[Supplied records Boundary: Start]

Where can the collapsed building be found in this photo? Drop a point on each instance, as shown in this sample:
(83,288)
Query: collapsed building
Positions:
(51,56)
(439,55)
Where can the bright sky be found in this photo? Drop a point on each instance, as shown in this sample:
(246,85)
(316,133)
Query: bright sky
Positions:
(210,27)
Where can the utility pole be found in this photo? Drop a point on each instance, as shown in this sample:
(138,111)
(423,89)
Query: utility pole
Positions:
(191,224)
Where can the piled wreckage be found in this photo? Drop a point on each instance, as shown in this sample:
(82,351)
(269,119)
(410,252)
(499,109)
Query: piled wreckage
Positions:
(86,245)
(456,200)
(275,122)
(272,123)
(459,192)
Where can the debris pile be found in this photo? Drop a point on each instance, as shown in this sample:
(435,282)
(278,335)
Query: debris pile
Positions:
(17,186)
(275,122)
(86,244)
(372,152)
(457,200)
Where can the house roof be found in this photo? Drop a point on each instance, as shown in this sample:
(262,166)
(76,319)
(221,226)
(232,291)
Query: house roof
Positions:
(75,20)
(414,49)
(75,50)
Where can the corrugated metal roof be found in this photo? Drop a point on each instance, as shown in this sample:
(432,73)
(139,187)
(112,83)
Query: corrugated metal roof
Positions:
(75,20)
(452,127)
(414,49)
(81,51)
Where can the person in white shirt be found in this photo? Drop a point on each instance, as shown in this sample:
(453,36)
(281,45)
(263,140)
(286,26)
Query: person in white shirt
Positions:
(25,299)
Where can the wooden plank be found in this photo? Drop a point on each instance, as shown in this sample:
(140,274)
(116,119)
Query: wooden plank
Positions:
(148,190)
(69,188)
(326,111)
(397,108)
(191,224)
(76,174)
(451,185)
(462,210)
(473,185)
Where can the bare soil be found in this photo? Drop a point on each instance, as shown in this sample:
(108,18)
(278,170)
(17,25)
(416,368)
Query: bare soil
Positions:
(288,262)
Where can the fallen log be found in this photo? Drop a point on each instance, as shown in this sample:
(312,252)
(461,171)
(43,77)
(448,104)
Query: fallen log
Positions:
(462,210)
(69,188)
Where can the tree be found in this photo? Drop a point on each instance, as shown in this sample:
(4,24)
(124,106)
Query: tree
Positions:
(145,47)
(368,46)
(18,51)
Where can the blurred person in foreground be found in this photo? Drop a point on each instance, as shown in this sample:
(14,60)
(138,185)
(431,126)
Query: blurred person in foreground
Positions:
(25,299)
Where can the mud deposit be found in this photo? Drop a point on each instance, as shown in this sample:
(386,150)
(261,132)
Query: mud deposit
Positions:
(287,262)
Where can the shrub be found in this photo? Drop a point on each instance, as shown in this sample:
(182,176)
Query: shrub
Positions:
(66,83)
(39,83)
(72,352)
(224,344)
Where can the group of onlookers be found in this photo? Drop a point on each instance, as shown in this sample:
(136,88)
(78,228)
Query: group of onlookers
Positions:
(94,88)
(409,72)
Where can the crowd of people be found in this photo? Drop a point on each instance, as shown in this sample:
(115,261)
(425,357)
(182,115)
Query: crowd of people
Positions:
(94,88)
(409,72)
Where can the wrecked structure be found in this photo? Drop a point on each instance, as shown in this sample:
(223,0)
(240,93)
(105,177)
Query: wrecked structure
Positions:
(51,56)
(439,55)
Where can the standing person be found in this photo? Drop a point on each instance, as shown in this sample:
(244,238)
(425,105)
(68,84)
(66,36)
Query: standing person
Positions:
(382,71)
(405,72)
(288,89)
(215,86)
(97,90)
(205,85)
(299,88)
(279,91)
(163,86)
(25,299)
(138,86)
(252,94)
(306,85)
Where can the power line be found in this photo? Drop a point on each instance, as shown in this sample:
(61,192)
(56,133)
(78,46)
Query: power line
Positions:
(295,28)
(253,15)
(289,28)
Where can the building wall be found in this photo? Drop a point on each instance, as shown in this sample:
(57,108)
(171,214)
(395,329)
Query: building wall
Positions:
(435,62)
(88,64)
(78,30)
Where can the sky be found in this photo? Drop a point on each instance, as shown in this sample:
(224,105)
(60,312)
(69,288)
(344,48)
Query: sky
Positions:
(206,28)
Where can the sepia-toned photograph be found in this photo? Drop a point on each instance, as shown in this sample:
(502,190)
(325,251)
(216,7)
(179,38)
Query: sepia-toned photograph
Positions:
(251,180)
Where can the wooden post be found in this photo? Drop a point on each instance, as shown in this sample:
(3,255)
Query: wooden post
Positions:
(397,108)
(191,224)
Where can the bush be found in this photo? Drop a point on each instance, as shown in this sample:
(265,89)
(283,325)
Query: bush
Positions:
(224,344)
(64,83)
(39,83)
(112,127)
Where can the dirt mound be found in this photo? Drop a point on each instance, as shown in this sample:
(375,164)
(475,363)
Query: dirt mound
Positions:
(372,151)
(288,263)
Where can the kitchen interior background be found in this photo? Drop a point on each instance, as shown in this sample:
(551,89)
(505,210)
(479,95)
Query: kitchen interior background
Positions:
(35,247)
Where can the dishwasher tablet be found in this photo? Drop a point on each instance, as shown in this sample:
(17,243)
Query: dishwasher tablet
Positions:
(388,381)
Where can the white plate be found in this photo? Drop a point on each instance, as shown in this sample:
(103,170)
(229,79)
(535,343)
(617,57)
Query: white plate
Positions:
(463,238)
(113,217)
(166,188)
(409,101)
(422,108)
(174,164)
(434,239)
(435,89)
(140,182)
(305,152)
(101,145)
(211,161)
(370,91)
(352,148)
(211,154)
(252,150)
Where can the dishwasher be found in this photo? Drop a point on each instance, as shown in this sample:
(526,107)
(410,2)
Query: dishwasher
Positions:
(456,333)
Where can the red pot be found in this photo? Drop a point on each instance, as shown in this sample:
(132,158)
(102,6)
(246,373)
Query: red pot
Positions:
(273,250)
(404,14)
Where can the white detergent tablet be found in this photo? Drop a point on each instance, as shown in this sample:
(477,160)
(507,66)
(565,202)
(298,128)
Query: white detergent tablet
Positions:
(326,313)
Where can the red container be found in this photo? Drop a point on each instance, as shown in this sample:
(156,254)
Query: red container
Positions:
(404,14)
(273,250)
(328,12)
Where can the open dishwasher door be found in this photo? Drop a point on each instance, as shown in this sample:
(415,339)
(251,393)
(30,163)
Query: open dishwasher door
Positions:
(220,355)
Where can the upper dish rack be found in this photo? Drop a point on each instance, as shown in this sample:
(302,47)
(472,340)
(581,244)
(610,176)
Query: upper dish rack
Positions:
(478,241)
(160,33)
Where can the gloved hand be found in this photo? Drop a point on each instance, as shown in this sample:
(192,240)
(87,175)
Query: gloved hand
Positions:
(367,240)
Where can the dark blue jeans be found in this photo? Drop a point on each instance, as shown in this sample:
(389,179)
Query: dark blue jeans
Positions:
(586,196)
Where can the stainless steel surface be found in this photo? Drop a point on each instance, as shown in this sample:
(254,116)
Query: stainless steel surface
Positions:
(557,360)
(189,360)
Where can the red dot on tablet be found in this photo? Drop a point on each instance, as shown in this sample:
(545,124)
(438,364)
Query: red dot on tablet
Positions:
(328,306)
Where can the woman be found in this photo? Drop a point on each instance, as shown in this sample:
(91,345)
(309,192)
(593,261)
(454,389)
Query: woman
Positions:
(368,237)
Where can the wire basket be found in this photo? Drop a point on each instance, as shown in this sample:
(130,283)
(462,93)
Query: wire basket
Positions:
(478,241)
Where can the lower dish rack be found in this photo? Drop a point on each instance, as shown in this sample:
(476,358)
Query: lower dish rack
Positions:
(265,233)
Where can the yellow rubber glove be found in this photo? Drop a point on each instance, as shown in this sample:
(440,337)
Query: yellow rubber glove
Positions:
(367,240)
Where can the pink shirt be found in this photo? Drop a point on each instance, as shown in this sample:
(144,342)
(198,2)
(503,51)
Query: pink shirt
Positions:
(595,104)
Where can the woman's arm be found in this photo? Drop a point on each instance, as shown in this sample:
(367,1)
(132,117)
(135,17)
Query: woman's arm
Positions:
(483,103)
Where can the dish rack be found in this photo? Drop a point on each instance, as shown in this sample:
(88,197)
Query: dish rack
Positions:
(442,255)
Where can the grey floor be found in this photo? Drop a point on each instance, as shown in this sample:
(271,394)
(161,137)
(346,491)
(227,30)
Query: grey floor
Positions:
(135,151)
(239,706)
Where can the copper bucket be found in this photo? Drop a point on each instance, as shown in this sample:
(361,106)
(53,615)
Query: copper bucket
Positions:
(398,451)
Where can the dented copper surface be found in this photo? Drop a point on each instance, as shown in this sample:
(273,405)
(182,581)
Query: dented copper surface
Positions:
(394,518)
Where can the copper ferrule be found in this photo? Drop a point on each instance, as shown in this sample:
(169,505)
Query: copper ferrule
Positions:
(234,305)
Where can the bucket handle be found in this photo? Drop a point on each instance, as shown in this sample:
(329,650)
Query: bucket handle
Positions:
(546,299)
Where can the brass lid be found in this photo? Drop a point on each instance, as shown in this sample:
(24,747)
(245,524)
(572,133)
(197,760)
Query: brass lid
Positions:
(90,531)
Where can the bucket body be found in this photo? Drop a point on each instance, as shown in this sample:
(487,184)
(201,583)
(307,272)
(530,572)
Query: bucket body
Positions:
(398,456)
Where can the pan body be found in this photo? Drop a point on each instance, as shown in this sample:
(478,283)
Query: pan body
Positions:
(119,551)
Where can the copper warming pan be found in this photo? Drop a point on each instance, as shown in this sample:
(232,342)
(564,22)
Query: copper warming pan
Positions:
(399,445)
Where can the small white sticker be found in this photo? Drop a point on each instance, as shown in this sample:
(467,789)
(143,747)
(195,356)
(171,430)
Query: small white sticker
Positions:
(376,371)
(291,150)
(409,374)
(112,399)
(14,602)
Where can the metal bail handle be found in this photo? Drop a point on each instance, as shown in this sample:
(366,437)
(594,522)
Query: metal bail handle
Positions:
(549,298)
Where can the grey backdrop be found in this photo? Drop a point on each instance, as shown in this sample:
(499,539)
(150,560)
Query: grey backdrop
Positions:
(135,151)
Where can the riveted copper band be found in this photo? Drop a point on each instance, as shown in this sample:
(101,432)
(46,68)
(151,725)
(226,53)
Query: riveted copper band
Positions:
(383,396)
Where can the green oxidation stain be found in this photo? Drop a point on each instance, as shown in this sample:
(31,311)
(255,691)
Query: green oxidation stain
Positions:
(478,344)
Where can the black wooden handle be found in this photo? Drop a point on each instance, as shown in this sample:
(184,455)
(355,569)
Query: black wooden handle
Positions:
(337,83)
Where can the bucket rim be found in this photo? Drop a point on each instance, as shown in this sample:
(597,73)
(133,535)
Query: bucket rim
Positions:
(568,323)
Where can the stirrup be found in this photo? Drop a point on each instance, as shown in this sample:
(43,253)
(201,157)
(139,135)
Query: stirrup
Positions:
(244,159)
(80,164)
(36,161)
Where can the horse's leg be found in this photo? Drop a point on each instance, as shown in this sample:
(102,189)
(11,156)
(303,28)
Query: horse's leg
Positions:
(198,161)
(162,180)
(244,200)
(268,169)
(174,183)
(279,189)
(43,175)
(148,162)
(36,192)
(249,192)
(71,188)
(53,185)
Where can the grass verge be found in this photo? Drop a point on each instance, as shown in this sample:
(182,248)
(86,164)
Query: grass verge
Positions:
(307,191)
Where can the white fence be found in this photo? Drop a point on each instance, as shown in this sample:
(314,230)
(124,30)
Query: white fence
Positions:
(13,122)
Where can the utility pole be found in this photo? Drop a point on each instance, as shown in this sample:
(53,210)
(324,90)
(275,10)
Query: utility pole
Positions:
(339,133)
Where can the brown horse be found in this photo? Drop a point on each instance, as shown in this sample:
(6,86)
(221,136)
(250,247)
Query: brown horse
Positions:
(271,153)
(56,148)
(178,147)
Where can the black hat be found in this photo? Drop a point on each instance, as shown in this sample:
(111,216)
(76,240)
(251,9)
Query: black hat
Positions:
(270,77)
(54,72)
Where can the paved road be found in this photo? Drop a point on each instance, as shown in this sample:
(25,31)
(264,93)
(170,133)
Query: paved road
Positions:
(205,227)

[Supplied records Boundary: End]

Your assignment:
Count the lines above with the string "plate"; report only that figure.

Answer section:
2